(Excerpts of labeled region data)

- - -

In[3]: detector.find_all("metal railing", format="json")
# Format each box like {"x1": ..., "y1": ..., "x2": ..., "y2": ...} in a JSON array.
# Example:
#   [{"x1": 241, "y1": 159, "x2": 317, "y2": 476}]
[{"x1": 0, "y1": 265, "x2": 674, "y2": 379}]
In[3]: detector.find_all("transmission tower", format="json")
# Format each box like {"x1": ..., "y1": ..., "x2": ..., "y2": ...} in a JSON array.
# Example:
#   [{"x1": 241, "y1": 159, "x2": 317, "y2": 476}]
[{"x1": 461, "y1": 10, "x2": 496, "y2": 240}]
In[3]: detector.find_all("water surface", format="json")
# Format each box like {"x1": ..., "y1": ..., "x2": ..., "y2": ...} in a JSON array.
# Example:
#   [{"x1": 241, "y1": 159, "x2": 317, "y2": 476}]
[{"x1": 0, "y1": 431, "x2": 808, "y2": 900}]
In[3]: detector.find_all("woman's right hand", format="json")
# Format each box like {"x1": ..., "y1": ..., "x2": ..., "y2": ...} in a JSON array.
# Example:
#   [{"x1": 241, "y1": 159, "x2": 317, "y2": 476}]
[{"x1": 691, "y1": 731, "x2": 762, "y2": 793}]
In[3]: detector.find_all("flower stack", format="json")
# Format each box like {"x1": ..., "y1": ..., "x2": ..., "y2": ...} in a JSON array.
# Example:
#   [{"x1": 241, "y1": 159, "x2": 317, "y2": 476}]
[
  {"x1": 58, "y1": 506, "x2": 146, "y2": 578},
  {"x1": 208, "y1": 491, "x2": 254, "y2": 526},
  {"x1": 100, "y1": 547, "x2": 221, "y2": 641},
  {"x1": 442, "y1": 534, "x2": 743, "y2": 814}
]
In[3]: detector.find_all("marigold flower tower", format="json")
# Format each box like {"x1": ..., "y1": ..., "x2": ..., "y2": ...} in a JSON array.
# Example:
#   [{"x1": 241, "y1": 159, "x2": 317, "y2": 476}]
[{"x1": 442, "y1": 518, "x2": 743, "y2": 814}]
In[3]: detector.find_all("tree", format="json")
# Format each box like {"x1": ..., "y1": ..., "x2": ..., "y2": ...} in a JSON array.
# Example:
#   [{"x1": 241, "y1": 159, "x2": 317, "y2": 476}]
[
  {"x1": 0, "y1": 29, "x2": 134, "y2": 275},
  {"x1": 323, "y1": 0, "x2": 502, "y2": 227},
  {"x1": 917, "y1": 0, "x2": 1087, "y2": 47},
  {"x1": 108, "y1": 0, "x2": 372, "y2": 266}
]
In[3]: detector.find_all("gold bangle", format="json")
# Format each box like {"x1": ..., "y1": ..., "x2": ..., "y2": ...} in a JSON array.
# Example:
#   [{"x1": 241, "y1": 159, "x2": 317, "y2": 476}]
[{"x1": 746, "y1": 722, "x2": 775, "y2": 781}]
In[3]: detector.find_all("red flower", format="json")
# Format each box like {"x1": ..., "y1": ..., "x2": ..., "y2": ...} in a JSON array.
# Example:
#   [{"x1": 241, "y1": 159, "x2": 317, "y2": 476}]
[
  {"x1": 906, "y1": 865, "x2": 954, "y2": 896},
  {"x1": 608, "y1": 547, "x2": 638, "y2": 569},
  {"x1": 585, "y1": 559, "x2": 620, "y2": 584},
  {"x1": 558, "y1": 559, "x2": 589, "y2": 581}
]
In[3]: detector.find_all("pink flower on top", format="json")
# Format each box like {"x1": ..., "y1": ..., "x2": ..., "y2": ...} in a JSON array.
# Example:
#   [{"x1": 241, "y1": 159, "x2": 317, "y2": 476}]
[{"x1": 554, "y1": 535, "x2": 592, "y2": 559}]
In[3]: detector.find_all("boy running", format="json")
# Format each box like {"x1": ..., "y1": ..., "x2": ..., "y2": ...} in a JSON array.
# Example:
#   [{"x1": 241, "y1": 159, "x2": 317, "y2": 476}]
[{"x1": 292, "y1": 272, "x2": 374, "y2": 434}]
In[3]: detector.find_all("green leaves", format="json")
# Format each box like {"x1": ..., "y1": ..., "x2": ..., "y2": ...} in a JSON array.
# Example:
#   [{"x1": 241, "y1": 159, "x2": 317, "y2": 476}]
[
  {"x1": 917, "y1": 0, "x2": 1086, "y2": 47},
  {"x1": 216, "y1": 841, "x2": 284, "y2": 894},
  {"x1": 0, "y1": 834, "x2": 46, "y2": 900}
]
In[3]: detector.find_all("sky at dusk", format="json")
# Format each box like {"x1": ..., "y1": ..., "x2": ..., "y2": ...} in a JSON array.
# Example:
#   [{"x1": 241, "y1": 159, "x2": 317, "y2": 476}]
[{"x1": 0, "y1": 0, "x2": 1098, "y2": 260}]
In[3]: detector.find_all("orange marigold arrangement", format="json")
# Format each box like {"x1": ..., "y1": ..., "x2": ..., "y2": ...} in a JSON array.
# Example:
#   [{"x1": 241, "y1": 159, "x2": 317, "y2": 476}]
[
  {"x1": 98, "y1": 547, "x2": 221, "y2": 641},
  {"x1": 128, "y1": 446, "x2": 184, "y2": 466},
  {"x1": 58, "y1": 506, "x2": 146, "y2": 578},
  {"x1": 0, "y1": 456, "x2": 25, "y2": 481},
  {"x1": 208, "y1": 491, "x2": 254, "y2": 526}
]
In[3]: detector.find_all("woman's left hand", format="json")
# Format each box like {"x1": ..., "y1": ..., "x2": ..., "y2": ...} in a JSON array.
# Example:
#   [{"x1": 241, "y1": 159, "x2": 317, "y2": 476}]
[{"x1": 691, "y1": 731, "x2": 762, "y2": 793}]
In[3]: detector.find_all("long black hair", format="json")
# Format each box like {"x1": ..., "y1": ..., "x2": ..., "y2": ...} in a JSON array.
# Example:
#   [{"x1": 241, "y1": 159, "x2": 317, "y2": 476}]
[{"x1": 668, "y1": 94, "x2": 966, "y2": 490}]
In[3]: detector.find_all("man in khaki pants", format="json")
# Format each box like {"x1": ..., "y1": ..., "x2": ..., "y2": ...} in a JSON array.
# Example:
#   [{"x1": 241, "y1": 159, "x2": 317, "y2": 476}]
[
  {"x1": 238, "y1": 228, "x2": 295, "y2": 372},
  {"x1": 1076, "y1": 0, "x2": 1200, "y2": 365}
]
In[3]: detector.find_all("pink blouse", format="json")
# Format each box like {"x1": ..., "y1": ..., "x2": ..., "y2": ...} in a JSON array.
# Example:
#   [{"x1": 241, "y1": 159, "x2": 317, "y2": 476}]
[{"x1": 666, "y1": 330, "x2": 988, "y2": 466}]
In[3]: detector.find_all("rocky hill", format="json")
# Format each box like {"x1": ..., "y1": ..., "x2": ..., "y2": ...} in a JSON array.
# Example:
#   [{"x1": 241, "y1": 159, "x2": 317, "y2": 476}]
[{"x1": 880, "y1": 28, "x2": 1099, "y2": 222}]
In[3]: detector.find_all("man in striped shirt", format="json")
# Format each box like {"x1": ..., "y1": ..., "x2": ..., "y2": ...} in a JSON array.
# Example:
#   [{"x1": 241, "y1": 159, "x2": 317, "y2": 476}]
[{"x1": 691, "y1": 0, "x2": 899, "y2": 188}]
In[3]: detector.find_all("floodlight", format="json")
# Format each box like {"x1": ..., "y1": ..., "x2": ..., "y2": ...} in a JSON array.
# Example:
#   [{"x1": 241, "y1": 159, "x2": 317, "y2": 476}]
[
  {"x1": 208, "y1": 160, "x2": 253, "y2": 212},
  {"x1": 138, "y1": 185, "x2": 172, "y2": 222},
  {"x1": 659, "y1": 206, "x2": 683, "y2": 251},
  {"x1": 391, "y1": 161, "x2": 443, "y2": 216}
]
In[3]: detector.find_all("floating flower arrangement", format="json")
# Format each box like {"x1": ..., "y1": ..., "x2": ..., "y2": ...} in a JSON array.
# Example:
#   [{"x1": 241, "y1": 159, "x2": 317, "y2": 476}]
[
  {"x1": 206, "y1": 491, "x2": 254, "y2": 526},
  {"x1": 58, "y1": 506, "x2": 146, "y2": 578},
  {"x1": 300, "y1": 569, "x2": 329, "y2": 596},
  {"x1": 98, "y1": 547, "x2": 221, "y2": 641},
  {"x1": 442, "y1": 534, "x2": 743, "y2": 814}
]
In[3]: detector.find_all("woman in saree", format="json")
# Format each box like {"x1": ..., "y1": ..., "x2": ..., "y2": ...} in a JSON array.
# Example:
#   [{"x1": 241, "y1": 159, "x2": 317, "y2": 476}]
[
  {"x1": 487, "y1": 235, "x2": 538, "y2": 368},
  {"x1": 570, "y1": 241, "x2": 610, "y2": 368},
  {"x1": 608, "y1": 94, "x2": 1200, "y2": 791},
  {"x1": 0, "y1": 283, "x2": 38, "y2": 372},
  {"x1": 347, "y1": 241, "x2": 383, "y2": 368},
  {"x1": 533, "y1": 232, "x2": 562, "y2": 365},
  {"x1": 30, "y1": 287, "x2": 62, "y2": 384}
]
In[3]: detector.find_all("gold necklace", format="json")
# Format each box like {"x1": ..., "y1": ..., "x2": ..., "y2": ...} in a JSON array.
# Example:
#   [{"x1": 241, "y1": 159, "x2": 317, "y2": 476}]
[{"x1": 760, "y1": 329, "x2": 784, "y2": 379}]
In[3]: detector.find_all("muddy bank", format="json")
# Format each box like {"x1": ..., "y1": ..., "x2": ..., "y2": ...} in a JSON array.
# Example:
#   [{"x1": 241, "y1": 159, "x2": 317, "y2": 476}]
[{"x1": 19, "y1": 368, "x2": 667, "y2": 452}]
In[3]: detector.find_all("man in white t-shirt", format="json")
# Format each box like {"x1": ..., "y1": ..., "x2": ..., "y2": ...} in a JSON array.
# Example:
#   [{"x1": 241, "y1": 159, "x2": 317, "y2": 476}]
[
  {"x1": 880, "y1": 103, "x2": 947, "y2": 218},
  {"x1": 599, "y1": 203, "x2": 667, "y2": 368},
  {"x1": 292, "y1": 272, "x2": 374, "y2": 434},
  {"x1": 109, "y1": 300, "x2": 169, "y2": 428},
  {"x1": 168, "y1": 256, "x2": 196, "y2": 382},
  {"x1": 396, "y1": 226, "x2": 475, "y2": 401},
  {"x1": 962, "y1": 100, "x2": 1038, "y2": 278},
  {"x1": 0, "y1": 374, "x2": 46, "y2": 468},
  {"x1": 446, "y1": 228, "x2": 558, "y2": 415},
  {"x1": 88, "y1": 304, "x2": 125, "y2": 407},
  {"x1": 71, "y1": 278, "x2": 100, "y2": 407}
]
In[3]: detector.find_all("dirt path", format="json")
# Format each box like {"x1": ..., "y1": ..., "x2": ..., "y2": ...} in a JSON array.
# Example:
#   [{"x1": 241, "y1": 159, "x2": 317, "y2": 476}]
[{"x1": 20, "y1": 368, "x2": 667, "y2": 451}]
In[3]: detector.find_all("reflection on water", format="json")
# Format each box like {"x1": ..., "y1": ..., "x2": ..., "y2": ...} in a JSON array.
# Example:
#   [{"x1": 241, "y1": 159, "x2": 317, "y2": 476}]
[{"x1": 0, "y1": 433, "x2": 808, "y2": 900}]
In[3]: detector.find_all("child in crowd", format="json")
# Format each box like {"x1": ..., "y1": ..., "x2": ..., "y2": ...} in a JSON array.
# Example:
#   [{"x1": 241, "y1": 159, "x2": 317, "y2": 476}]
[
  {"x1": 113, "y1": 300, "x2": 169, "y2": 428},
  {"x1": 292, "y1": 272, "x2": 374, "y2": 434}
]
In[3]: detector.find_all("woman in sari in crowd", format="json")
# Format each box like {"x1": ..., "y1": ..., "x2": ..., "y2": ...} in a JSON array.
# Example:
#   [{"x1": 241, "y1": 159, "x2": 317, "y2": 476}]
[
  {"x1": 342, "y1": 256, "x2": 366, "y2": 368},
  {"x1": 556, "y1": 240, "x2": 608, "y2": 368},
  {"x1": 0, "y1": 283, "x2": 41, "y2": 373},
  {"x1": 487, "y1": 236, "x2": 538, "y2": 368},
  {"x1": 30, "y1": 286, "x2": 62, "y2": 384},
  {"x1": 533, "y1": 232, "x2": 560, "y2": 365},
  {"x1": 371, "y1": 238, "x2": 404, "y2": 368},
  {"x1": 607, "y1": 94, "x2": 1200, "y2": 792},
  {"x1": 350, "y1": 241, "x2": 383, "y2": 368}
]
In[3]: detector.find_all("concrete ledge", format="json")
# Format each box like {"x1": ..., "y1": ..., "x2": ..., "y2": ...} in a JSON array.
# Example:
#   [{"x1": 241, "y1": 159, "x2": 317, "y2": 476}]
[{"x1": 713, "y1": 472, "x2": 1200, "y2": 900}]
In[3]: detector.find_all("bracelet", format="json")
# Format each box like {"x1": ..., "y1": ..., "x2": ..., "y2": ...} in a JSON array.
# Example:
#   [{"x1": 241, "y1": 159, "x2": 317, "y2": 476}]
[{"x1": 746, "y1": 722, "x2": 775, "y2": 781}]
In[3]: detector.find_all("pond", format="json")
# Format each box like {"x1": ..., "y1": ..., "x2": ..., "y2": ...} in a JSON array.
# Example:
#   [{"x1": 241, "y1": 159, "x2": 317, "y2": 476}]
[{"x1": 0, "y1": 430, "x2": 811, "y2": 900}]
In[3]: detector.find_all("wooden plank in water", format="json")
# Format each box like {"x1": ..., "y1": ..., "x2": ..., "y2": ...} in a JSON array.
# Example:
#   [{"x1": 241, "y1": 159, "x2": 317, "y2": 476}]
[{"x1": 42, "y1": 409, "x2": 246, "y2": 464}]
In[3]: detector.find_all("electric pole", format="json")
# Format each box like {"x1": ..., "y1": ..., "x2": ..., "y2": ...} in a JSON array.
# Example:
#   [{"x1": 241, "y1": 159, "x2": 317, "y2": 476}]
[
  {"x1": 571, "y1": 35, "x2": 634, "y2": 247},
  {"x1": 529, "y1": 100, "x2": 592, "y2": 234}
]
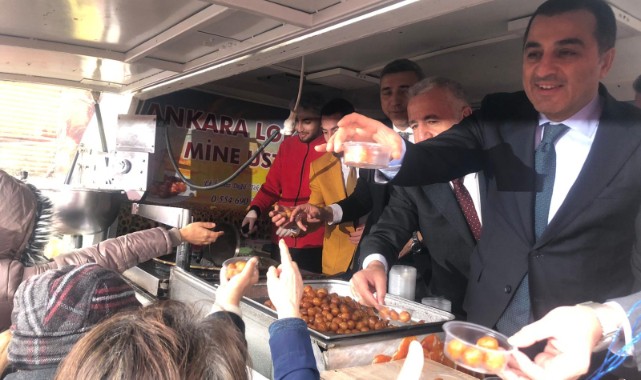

- - -

(Your objective) Tally the lines in the material above that contain the string "hand", with case taken into account, and reply with the number alone.

(Exercise output) 2